*CONSIGNE ÉCRITE 1*
Traduisez en anglais la phrase suivante, tirée du passage sur l'assiduité des députés : « Durant la période examinée, 85 députés se sont absentés sans justifier leur absence. »
*CONSIGNE ÉCRITE 2*
Reprenez le passage sur l'assiduité des députés aux séances parlementaires et prolongez-le à partir de sa dernière phrase.

*PASSAGE À LIRE*
------------------------------------------------------------------------
Il ressort également que durant les séances parlementaires, les députés lancent des accusations de corruption à droite et à gauche sans jamais présenter des documents à l’appui. « La mascarade s’arrête là », ironise à son tour le directeur du LCPS.
Si la participation des parlementaires aux sessions du Parlement reste de l’ordre de l’acceptable, soit 84 %, elle est souvent passive. Durant la période examinée, 85 députés se sont absentés sans justifier leur absence. « Les chefs des groupes parlementaires sont ceux qui participent le moins », note M. Atallah, qui rappelle que certains députés ont fait acte de présence « deux ou trois fois seulement, en contrepartie d’un salaire plein qu’ils ont touché sur neuf ans ».
------------------------------------------------------------------------
Enregistrements d'annotation des contours

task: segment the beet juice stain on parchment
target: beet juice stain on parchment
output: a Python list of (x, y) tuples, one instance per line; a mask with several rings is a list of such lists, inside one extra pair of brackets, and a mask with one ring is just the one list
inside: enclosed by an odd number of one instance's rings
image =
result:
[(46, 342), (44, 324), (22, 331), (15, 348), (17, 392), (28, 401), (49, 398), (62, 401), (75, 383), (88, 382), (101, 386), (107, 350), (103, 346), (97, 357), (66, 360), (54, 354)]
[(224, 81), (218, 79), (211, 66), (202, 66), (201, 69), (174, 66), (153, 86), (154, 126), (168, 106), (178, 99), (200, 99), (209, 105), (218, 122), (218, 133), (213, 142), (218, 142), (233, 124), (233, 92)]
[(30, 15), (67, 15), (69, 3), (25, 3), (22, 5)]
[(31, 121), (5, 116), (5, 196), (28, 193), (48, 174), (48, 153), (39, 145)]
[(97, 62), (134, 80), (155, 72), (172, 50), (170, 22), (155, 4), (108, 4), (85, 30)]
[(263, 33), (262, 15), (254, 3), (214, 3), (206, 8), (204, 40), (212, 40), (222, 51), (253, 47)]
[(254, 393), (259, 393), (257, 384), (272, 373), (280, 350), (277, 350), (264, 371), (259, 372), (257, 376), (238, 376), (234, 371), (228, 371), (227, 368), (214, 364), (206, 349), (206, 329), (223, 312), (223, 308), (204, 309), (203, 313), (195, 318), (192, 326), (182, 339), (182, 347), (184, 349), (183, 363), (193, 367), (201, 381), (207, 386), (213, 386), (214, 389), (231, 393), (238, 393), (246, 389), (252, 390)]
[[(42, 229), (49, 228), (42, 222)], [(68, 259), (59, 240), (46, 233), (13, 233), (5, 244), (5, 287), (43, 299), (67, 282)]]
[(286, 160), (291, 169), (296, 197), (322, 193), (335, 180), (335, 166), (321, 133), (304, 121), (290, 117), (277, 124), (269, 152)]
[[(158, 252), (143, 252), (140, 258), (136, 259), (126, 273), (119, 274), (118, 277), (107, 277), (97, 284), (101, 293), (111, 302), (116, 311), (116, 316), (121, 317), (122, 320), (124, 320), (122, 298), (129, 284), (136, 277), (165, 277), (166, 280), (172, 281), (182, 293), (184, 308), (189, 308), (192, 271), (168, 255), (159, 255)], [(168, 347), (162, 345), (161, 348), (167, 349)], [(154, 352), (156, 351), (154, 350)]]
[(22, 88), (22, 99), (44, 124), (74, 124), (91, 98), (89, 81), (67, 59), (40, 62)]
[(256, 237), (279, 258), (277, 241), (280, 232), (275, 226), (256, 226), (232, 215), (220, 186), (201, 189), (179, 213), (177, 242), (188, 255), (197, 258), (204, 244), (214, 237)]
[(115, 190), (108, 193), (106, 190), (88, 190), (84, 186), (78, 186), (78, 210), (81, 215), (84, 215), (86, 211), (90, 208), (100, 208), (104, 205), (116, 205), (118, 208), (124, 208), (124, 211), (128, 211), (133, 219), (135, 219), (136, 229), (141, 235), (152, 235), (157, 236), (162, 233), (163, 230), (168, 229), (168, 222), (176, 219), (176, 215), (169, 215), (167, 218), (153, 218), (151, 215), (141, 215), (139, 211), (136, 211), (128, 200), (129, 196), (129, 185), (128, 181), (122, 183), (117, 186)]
------------------------------------------------------------------------
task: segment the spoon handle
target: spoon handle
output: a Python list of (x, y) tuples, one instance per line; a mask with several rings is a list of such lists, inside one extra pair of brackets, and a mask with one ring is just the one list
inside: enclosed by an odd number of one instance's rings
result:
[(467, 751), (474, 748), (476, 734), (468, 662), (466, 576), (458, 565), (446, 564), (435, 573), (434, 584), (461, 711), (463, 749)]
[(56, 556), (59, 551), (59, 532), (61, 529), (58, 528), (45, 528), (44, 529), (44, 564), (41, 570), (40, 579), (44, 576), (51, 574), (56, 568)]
------------------------------------------------------------------------
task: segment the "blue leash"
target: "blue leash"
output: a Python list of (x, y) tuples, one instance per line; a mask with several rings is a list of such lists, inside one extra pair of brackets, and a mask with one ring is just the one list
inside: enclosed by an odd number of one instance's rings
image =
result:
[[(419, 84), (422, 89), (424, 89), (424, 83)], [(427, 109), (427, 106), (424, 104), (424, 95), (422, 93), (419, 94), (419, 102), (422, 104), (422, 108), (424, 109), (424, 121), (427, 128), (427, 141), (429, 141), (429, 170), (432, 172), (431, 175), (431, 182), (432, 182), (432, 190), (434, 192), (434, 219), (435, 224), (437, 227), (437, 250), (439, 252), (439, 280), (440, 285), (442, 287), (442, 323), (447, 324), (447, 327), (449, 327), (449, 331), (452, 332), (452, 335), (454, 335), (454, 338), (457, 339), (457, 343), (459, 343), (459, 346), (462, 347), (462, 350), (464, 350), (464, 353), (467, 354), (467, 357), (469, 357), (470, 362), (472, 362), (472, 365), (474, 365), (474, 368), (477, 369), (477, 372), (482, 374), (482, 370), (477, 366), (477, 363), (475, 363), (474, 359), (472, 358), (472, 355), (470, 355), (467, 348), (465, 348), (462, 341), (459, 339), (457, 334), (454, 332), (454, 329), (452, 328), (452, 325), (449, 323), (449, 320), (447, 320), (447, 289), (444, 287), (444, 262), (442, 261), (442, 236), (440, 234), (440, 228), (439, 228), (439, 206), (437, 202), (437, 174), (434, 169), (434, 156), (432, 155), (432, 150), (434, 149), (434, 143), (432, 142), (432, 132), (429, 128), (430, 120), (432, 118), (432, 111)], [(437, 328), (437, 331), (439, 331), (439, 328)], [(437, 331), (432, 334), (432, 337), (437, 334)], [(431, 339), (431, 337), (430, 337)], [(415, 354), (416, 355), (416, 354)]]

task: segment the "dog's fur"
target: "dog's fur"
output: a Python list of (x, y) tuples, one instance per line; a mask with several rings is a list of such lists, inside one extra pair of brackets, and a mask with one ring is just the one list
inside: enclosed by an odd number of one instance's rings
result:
------------------------------------------------------------------------
*RÉSULTAT DE L'EXERCICE 1*
During the period examined, 85 members of parliament were absent without justifying their absence.

*RÉSULTAT DE L'EXERCICE 2*
Mohammad Alem soulève, pour sa part, l’absence d’entente au sein des blocs parlementaires, notamment des divergences, voire des conflits majeurs autour de certains dossiers au sein d’un même groupe. « Cette faille prouve que ces blocs se forment en général autour d’intérêts politiciens et n’ont aucune vision, encore moins un agenda politique clair sur les questions économiques, sociales ou politiques », dit-il. Il dénonce au passage le fait que la composition de gouvernement n’est qu’un « modèle réduit du Parlement puisqu’il regroupe des ministres représentant les principaux blocs parlementaires. D’où la neutralisation forcée de la tâche de contrôle de l’exécutif qui incombe aux députés ».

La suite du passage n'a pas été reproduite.